I did finally get over my fear, and started typing up the project. I think I might die before I finish doing so. I didn't get 3000 words typed up, and my wrists were just aching. I still have a lot to go--I didn't even get through pink, which is where I started out at. Still, lots of words is a good thing, right?

More importantly, I haven't lost ideas or drive for this story yet. I actually got an idea for a new scene as I was falling asleep last night, and a way to change another one. So, I am just going to keep going, and working, and hope it stays good with me.
 
 
Current Mood: awake
Current Music: "Taste For Harmony", Union of Knives
 
 
D. Giovanni
11 December 2008 @ 11:38 am
I really need to just type this damned mutant story up (tagged as "black hole" because that is what said bunny named itself. Yes, it named itself). My problem is that I am afraid to. I have something like a hundred pages written out by hand (not all that impressive. It's only a 6X9 notebook), and I'm afraid if I start typing it up, that I'm going to lose it.

Not lose the file (though that is in and of itself a valid concern, with as dicey as my home computer is), but lose the idea. I just...have this idea that if I start typing it up, and trying to do something real with it, the idea will die. That the file will just sit in my computer, and do nothing.

How do I overcome this feeling?
 
 
Current Mood: scared
Current Music: "Vitamin R", Chevelle
 
 
D. Giovanni
08 December 2008 @ 06:16 pm
Has it really been six months since I last updated this journal? Wow. Nice job keeping up on having a writing journal there, D. I'm going to say that I've been too busy writing to keep up with this. Yeah, that sounds good.

In any case, let me just cap up what's been going on: On the first of November, I got hit by a story idea. Now, I don't mean that in an "it came to me" way, so much as "viciously attacked me like a Detroit mugging". And the more I wrote, the more stuff just kept getting added to it, ripped from all sort of different sources.

I've been writing on it as much as I could, and have gotten quite a bit done so far. I was a little stuck with a character, though. Mostly because of his nature (obnoxious and talks in circles).

[info]misskalloway most generously offered to do a little roleplaying session with me, so I could get into his head a bit more. She really doesn't roleplay, but is a fantastic writer, so I jumped at the chance.

All I had been expecting to come out of it was to understand his speaking and thoughts a little more, but what I got was much more. He finally told me a question I've been wondering an answer to for a long time. And knowing the answer to that started to drop so many other plot issues into place.

I'm not saying that it fixed everything--it didn't--but there is so much lined up now. I sat staring at my monitor for a long time, just feeling utterly stunned before I went to bed.

When I woke up this morning, I felt very peaceful, and went about my day. A few minutes ago, the story started to morph again. No, not morph. It went through mitosis. It wants another in addition to the one I am writing. A prequel.

I am going to try another session tonight with another character who hasn't been talking to very much, this time with [info]blackjackrocket. I'm almost a little afraid of what will come of it.

Rows →
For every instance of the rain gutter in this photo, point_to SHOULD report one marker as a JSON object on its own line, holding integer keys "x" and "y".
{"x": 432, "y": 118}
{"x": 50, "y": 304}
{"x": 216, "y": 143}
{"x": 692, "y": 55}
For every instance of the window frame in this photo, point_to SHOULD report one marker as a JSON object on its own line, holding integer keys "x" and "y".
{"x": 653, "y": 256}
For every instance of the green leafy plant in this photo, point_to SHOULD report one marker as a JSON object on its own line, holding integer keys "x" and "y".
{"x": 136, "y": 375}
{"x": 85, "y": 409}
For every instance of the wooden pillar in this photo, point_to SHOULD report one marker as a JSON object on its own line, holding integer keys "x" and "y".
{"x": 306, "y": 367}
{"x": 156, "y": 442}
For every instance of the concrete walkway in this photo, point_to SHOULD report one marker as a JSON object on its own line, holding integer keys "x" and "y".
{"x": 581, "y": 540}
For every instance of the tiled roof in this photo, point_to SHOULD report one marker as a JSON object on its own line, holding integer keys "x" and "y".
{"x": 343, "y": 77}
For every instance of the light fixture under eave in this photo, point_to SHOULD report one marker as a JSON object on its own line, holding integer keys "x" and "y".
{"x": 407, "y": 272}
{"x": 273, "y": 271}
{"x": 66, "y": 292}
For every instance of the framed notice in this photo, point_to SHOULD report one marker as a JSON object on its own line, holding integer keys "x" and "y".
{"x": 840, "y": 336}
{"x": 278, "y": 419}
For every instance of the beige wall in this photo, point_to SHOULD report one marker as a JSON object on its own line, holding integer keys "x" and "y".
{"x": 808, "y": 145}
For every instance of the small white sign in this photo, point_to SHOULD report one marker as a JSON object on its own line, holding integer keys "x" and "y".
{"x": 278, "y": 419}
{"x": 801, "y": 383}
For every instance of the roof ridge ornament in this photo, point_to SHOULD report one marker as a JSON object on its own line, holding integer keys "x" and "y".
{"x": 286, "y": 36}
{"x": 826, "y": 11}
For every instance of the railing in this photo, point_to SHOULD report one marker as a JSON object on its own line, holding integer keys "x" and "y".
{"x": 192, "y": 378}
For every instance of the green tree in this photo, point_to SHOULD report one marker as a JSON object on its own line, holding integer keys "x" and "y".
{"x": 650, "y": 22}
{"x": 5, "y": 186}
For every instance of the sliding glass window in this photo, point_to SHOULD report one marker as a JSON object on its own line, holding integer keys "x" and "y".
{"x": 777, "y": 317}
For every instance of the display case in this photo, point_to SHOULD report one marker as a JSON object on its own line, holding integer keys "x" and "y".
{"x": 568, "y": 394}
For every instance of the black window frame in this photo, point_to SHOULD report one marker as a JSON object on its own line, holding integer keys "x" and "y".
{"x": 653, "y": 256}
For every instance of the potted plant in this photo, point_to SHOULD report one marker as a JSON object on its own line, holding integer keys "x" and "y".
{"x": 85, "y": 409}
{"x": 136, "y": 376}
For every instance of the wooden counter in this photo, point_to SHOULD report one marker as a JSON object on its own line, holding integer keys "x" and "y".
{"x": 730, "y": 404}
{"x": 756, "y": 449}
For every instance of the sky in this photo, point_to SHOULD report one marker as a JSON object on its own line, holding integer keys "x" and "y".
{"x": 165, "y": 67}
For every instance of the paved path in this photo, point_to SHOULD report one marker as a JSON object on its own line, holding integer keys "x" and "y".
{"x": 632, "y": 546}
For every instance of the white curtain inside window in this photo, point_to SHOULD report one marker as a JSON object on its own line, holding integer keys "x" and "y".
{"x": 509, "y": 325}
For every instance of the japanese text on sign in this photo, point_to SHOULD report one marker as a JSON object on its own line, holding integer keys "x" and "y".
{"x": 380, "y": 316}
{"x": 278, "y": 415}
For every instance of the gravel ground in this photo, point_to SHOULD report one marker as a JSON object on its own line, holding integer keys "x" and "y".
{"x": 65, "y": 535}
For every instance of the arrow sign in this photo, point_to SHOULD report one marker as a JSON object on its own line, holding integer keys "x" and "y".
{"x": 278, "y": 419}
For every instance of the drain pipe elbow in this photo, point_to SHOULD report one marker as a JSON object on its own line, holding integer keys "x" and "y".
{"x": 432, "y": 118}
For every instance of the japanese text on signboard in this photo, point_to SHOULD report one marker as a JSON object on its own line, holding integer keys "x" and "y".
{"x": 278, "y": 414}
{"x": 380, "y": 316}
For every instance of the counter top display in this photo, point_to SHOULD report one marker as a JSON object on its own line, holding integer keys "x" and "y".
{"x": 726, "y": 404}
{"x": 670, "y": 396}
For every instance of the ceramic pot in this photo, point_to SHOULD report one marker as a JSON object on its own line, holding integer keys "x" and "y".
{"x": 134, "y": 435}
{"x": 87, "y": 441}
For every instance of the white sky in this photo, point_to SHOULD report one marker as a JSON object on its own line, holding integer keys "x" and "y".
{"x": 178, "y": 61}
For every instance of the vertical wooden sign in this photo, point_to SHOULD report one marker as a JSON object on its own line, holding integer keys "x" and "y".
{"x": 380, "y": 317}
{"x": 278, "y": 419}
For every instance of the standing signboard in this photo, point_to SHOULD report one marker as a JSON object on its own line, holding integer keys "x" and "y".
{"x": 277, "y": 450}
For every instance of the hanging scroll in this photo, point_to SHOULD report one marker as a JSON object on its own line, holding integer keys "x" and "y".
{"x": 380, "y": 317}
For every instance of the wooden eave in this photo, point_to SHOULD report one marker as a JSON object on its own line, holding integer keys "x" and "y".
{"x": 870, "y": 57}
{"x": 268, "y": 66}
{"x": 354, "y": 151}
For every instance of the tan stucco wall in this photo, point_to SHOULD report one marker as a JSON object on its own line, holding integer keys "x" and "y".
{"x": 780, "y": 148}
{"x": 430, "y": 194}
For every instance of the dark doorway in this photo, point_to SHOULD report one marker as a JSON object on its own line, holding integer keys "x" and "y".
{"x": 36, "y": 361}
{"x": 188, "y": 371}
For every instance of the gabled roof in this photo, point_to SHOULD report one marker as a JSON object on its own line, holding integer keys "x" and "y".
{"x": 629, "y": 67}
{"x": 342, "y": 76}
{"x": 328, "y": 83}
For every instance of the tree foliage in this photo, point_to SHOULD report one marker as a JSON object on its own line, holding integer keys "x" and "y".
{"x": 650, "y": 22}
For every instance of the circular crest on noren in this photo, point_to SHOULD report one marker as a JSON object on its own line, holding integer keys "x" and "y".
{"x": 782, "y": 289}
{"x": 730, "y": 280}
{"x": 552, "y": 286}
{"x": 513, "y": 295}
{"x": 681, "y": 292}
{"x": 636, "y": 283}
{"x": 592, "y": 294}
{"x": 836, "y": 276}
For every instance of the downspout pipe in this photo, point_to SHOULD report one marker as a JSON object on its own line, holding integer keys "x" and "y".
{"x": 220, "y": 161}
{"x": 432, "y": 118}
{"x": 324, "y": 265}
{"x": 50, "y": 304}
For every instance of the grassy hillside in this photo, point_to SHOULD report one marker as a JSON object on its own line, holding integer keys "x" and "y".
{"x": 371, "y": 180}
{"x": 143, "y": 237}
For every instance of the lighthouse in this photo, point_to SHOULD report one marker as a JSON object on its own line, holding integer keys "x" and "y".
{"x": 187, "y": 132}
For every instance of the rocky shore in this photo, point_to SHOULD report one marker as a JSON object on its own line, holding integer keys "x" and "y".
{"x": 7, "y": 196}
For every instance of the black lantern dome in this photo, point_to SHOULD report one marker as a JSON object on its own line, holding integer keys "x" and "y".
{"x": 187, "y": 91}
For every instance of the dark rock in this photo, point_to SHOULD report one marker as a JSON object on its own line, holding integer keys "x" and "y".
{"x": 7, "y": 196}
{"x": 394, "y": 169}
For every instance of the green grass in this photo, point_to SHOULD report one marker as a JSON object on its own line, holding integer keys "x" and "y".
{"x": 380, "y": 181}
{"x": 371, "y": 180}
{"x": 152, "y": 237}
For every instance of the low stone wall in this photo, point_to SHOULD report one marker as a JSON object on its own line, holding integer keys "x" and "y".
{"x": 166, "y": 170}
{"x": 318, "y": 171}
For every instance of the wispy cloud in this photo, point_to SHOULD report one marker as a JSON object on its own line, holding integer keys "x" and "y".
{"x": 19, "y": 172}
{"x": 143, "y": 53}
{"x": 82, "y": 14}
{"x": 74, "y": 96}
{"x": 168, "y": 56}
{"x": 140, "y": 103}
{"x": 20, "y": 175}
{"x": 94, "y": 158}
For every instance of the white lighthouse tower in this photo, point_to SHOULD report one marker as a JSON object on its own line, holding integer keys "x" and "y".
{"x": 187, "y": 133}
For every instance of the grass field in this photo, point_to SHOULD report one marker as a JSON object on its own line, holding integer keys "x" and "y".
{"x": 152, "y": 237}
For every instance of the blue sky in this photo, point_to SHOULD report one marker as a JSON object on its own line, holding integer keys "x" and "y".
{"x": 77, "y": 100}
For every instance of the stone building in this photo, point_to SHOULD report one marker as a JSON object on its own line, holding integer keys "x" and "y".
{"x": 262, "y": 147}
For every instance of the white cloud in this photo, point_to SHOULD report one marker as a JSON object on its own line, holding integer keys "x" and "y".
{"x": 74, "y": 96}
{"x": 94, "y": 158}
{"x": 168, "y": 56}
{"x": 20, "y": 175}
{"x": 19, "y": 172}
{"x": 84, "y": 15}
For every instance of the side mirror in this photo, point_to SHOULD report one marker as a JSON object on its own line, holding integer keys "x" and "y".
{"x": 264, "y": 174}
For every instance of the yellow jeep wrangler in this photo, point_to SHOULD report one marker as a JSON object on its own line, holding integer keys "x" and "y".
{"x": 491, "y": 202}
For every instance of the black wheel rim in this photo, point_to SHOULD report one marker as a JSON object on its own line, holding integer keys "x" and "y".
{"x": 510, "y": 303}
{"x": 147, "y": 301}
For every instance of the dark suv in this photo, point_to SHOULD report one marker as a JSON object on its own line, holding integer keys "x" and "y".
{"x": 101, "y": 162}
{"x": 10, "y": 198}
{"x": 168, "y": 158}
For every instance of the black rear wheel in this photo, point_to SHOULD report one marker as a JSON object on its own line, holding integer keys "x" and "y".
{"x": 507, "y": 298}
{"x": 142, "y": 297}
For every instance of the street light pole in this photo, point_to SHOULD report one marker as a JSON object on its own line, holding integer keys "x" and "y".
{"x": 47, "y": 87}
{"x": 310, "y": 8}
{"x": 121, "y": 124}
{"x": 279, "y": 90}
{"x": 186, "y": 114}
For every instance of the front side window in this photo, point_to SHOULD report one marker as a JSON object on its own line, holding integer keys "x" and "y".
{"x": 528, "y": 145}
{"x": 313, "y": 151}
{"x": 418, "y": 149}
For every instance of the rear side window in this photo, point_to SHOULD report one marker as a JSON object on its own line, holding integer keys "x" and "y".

To be done →
1/ Rewrite the writing-journal passage from "[info]misskalloway most generously" to "issues into place.", putting "gifted" in place of "fantastic".
2/ Extend the writing-journal passage, picking up right after its last sentence.

Answers to the problems →
1/
[info]misskalloway most generously offered to do a little roleplaying session with me, so I could get into his head a bit more. She really doesn't roleplay, but is a gifted writer, so I jumped at the chance.

All I had been expecting to come out of it was to understand his speaking and thoughts a little more, but what I got was much more. He finally told me a question I've been wondering an answer to for a long time. And knowing the answer to that started to drop so many other plot issues into place.

2/
Current Mood: shocked
Current Music: "Angel With The Scabbed Wings", Marilyn Manson
 
 
D. Giovanni
11 June 2008 @ 08:10 am
My writing streak is officially over. I was holding out hope for a while, but it's dead, Jim.

*Rubs face* how frustrating. I killed the original notepad I had, and was almost through another when all of my inspiration just went poof. I tried to write anyway, but nothing would come.

I'm wondering if I'm just getting bored with the scene I'm on. I'm thinking about just skipping ahead in the story, but I'm hesitant to do that, because I want to make sure I write the middle as well as the beginning and the end. That's one of my biggest problems with long projects--I have the beginning and the end, but it falls apart in between.
 
 
Current Mood: hungry
Current Music: "Innocent", Our Lady Peace
 
 
D. Giovanni
08 May 2008 @ 02:35 pm
About a week ago, I started working on a scene from Arcana. Mostly to get it out of my head, but partially because I wanted to write something.

Yesterday, I realized that I'd filled up more than half my little memo pad. Yes, it's just a small notebook, but it's gone beyond the short scene I wanted to do, and is still going. Once I realized this, I had two thoughts:

1) Damn, this is going better than I thought *touches wood*.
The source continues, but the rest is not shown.